Work required: Can you reproduce, word for word, the lines of the listing below between the line containing "point: ground floor" and the line containing "column 49, row 43", inclusive?

(Dataset listing of object locations)

* * * *

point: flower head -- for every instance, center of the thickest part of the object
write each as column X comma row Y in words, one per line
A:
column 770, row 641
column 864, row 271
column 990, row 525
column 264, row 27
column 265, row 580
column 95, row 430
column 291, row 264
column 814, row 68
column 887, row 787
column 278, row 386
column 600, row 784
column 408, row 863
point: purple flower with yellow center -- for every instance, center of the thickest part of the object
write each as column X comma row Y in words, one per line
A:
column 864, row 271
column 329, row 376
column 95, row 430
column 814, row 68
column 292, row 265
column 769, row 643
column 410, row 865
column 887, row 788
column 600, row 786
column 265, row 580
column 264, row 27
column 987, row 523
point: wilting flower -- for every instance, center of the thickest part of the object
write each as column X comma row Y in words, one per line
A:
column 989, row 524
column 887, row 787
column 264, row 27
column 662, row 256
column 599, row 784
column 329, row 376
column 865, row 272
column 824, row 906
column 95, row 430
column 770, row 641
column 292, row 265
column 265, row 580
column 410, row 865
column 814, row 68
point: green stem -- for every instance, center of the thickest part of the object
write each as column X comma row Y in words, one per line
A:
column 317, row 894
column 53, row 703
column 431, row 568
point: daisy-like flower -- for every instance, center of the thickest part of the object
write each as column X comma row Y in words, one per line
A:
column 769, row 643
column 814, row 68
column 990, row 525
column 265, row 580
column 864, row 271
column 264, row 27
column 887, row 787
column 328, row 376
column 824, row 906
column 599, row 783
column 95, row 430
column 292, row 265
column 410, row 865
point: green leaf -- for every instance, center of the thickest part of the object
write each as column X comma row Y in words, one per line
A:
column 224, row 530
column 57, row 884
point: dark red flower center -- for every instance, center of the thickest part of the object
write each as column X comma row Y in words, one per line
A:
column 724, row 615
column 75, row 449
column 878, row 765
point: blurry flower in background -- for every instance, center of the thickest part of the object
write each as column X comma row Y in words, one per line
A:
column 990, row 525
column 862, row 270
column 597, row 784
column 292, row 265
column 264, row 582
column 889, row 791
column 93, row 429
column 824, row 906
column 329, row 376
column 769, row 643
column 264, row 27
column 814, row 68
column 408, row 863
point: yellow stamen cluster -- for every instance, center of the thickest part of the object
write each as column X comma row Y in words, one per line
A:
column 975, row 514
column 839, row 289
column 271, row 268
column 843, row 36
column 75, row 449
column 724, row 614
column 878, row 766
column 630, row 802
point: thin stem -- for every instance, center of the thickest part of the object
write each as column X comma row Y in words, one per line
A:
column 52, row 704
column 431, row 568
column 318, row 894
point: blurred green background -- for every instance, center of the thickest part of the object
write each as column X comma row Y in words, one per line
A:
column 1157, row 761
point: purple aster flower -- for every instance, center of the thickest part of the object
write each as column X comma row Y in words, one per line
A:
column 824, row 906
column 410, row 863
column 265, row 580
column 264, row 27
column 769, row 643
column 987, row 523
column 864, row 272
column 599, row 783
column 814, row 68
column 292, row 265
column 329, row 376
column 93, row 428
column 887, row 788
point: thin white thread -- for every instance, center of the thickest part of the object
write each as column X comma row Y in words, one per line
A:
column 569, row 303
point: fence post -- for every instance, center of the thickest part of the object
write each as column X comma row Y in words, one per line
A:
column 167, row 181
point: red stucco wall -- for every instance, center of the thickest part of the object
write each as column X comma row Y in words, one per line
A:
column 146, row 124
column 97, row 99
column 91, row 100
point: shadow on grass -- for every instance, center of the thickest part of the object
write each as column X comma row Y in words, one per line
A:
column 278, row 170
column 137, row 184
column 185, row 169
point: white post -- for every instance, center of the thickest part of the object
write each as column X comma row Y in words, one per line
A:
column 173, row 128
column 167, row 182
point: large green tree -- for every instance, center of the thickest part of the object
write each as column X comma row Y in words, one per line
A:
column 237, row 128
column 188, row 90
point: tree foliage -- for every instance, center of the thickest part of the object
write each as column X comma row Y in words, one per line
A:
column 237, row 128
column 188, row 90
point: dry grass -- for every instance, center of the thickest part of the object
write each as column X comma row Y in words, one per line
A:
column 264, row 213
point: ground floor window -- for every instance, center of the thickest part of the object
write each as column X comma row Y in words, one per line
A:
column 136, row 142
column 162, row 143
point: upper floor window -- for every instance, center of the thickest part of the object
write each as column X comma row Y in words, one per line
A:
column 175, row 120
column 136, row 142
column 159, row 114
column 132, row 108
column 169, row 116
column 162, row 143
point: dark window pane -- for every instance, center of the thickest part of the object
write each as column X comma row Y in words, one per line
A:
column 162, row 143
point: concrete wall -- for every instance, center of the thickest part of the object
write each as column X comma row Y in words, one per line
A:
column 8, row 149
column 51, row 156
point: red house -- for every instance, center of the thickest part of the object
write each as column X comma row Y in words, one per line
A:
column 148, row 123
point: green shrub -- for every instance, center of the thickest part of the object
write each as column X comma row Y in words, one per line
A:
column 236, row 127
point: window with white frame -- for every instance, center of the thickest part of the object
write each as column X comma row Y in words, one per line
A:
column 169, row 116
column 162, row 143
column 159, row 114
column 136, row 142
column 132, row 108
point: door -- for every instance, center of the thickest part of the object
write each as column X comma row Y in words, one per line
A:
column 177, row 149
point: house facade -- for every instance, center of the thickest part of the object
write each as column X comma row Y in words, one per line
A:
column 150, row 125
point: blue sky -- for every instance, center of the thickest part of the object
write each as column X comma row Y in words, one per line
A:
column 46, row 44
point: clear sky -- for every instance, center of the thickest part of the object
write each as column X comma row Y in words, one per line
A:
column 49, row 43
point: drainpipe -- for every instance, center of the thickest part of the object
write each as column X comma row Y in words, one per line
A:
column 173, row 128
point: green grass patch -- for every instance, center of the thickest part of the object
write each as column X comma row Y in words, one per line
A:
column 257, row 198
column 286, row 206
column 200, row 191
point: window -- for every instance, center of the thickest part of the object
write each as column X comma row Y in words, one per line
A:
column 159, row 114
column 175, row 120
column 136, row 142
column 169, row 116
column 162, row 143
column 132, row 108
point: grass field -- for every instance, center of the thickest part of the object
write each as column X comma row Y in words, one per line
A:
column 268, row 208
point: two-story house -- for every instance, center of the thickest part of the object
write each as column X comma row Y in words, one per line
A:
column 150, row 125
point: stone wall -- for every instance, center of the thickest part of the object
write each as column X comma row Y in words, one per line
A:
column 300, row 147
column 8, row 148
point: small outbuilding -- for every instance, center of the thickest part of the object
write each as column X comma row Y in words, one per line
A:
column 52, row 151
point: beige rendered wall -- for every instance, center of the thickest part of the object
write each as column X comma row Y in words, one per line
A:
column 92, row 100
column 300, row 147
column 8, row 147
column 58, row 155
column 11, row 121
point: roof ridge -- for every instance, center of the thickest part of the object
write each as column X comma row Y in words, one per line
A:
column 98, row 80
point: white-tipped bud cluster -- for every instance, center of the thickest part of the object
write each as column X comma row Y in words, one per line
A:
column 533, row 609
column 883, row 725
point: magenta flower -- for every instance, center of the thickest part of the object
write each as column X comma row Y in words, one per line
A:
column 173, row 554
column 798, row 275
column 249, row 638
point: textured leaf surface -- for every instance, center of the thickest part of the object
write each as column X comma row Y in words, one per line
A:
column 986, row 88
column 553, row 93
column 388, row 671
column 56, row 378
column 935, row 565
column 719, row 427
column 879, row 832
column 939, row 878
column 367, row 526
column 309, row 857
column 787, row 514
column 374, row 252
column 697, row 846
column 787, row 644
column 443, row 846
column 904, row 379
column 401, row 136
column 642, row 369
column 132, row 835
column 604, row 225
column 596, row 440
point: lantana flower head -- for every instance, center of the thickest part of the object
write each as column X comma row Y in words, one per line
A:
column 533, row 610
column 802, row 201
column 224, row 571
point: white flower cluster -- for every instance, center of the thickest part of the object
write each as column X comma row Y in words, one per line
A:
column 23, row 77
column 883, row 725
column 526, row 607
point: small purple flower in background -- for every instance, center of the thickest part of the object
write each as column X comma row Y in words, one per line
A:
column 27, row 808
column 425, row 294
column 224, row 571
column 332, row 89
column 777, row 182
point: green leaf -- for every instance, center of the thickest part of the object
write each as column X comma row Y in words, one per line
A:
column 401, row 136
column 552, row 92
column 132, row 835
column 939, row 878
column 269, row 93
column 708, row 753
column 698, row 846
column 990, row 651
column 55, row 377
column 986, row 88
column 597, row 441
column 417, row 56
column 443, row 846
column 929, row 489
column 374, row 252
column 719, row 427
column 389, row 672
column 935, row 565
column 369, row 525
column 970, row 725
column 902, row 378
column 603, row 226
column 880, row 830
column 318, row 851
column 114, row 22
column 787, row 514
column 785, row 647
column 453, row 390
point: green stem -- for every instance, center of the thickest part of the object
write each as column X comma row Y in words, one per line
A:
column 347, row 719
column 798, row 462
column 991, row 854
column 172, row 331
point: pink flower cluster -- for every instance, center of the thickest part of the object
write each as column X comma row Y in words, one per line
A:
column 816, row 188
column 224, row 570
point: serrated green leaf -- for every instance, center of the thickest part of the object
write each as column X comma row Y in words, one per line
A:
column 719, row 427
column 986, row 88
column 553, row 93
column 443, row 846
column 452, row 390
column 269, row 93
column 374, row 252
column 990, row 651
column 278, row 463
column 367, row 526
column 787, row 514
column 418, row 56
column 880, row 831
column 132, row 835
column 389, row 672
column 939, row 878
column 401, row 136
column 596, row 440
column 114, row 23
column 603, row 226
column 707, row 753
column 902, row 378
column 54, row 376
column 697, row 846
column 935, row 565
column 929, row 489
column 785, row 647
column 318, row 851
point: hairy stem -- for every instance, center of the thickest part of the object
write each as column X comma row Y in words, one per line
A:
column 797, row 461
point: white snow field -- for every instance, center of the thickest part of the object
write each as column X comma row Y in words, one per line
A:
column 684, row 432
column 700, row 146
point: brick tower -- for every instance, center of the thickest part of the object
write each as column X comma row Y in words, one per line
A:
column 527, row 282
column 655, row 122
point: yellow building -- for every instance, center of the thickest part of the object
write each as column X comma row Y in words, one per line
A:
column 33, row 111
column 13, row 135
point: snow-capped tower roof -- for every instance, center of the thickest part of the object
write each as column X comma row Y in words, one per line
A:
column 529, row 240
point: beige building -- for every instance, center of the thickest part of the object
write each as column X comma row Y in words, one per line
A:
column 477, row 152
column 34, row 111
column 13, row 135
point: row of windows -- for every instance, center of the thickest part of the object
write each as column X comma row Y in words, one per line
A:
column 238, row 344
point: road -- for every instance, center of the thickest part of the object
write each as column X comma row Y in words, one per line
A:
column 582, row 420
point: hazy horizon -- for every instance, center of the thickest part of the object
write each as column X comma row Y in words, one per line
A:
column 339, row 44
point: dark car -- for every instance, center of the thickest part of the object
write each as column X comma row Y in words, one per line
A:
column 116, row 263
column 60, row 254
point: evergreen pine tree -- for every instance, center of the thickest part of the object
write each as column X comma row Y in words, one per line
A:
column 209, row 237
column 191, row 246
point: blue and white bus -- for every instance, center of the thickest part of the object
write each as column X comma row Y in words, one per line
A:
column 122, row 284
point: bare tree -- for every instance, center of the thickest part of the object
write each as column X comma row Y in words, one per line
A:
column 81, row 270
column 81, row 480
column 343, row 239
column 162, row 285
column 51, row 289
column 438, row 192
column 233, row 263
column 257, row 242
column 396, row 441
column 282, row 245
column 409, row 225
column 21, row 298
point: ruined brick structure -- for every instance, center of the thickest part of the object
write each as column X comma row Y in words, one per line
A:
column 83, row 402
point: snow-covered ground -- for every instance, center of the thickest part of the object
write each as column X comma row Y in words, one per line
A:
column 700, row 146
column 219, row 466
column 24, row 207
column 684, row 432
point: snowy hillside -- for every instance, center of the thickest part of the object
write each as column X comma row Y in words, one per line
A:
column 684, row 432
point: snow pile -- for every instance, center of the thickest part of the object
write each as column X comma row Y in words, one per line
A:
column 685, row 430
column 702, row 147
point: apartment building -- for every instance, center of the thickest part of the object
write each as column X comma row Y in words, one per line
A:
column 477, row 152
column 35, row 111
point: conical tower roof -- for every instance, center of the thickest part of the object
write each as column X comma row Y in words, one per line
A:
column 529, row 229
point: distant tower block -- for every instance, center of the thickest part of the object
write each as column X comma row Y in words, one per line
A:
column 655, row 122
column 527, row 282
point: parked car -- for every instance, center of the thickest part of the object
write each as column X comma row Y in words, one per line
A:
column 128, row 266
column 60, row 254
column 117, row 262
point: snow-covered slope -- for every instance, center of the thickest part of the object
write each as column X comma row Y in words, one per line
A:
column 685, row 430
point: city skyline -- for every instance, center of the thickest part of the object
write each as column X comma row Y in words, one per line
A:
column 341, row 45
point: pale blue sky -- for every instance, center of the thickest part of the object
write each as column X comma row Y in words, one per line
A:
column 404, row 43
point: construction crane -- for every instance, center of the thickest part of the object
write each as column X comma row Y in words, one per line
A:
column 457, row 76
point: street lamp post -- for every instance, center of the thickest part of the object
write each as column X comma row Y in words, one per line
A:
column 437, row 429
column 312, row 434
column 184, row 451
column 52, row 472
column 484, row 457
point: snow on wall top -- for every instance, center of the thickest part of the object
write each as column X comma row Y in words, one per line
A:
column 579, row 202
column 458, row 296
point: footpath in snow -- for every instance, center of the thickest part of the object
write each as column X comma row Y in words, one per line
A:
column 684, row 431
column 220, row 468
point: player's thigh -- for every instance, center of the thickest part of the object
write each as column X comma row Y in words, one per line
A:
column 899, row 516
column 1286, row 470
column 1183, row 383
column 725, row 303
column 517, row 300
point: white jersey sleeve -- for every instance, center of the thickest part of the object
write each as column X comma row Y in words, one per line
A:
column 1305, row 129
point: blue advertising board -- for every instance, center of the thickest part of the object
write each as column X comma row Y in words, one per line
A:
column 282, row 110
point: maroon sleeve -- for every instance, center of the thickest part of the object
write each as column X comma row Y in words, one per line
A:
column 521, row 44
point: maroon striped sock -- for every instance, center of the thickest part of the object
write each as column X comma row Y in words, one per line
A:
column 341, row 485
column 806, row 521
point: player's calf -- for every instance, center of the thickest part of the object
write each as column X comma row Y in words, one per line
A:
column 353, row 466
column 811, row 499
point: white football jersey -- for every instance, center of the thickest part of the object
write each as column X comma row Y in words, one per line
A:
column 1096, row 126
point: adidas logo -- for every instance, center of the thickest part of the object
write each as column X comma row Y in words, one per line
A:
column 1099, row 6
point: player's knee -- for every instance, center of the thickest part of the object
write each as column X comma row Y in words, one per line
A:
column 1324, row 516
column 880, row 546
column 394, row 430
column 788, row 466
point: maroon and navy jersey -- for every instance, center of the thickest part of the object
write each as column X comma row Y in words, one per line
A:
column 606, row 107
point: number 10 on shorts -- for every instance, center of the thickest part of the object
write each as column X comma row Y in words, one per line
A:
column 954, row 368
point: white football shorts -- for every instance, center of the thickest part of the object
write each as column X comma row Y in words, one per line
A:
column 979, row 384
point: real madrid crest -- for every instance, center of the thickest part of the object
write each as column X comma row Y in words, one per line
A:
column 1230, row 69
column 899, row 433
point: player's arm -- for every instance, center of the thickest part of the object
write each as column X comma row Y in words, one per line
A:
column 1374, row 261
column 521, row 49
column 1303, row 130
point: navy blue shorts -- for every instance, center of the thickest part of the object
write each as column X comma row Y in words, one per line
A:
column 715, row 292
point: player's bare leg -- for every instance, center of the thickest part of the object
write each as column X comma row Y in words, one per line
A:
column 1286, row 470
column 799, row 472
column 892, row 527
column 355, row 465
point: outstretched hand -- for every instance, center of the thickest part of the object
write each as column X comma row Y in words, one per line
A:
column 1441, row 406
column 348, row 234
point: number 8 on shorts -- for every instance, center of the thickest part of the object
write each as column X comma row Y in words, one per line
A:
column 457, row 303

* * * *

Completed exercise:
point: ground floor window -- for every instance, center of the thickest part of the object
write each as column X comma row Y in words, one per line
A:
column 136, row 142
column 162, row 143
point: upper floor window -- for every instance, center of the thickest part of the object
write each as column X comma row Y in words, one per line
A:
column 175, row 120
column 136, row 142
column 159, row 114
column 132, row 108
column 169, row 116
column 162, row 143
point: dark window pane -- for every instance, center of the thickest part of the object
write each as column X comma row Y in words, one per line
A:
column 162, row 143
point: concrete wall -- for every instance, center of the thickest part of the object
write each as column X comma row Y in words, one per line
A:
column 8, row 149
column 51, row 156
point: red house -- for every instance, center of the thickest part of the object
write each as column X comma row Y in words, one per line
A:
column 148, row 123
point: green shrub -- for every instance, center of the thickest part of the object
write each as column X comma row Y in words, one per line
A:
column 236, row 127
point: window with white frame -- for every instance, center of the thickest part of the object
write each as column X comma row Y in words, one per line
A:
column 169, row 116
column 162, row 143
column 159, row 114
column 136, row 142
column 132, row 108
point: door -- for every instance, center of the thickest part of the object
write each as column X comma row Y in words, one per line
A:
column 177, row 149
point: house facade -- for every instance, center of the thickest part of the object
write each as column X comma row Y in words, one per line
A:
column 150, row 125
point: blue sky -- for every instance, center of the thickest part of the object
write each as column X comma row Y in words, one per line
A:
column 46, row 44
point: clear sky -- for every instance, center of the thickest part of the object
write each as column X comma row Y in words, one per line
A:
column 49, row 43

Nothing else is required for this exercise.